>> Begin Given information
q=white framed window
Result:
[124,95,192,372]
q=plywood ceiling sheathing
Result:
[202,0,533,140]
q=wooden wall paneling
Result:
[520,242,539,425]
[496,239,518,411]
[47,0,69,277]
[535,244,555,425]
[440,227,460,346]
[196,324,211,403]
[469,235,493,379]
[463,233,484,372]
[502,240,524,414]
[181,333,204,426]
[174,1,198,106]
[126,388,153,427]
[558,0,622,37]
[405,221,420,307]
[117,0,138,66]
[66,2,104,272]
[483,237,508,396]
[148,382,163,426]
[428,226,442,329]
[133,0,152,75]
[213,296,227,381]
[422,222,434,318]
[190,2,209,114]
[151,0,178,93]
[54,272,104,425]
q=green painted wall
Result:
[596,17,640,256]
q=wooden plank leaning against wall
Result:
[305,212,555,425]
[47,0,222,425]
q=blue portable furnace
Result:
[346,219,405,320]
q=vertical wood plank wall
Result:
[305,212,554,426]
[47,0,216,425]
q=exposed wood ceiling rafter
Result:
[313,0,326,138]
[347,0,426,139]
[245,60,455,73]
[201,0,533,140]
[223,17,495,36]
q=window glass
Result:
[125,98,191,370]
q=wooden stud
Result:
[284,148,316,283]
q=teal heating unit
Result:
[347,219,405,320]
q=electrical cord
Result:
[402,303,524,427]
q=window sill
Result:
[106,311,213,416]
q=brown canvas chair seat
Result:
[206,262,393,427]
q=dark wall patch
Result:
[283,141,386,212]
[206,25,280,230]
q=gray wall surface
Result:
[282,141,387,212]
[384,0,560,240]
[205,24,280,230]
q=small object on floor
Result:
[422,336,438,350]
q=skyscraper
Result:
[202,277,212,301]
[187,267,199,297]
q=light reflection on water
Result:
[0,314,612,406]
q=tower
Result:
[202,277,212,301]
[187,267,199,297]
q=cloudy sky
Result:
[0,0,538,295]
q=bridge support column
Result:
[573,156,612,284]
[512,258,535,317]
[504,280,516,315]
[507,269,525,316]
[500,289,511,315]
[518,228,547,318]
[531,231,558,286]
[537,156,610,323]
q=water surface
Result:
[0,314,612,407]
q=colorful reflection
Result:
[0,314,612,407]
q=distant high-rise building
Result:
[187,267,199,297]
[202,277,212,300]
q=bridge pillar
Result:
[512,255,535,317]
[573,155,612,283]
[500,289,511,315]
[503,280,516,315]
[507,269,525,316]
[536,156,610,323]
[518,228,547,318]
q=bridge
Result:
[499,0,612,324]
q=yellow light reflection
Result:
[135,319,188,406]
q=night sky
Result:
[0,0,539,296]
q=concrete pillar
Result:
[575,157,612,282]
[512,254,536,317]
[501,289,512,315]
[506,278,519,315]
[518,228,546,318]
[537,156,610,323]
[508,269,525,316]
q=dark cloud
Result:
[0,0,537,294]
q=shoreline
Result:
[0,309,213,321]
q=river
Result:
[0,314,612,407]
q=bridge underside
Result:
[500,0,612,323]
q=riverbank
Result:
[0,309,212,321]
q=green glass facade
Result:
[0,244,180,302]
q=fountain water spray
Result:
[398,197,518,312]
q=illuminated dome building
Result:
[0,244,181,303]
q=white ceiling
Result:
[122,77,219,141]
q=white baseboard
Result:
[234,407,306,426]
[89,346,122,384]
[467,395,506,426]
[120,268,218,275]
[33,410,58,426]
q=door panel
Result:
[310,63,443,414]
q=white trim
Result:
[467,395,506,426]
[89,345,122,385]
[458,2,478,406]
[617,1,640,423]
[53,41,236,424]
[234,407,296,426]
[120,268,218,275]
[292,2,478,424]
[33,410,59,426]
>> End Given information
__Work required__: Starting at the line that contains "q=white ceiling" and ending at the end of the items, reproduce those lines with "door panel" changed to "wooden door" and everything else left as it is.

__Task solution__:
q=white ceiling
Result:
[122,77,219,141]
q=white baseboard
Result:
[234,407,306,426]
[89,346,122,384]
[467,395,506,426]
[120,268,218,275]
[33,410,58,426]
q=wooden door
Result:
[310,63,443,414]
q=white trim
Result:
[467,395,506,426]
[89,345,122,385]
[458,2,478,406]
[617,1,640,423]
[53,41,236,424]
[234,407,296,426]
[120,268,218,275]
[292,2,478,424]
[33,410,59,426]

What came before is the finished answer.